** Coordinate labeling data **
%%

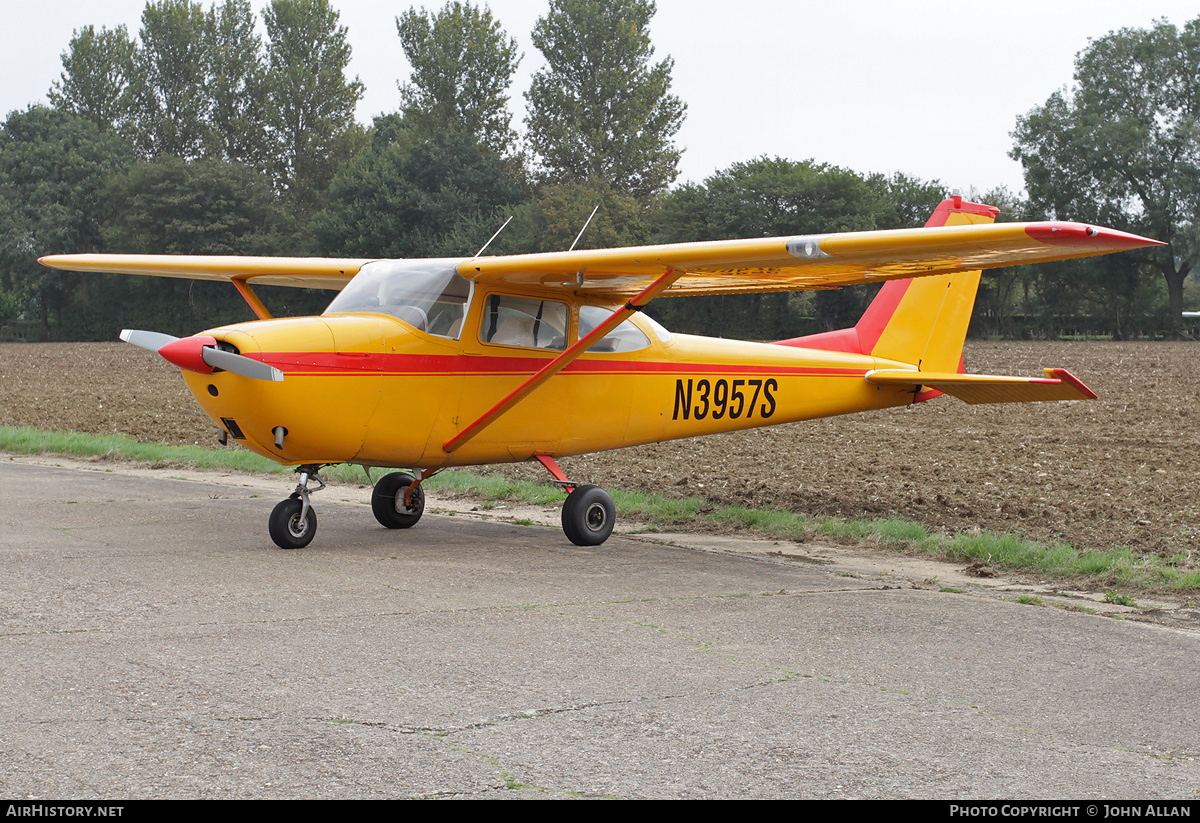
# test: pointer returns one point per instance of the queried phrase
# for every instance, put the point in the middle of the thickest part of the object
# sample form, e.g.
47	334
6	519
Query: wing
799	263
1057	384
306	272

%%

** Direction **
Can you return every line of the listing above word for word, leaving out the picture?

** Task solution **
# test: pointer returns one point per instance of the queried phrase
# for every instance, put the point in the middle of the thickest part of the object
# sample form, e.g.
47	334
6	519
Query: wing
799	263
1057	384
306	272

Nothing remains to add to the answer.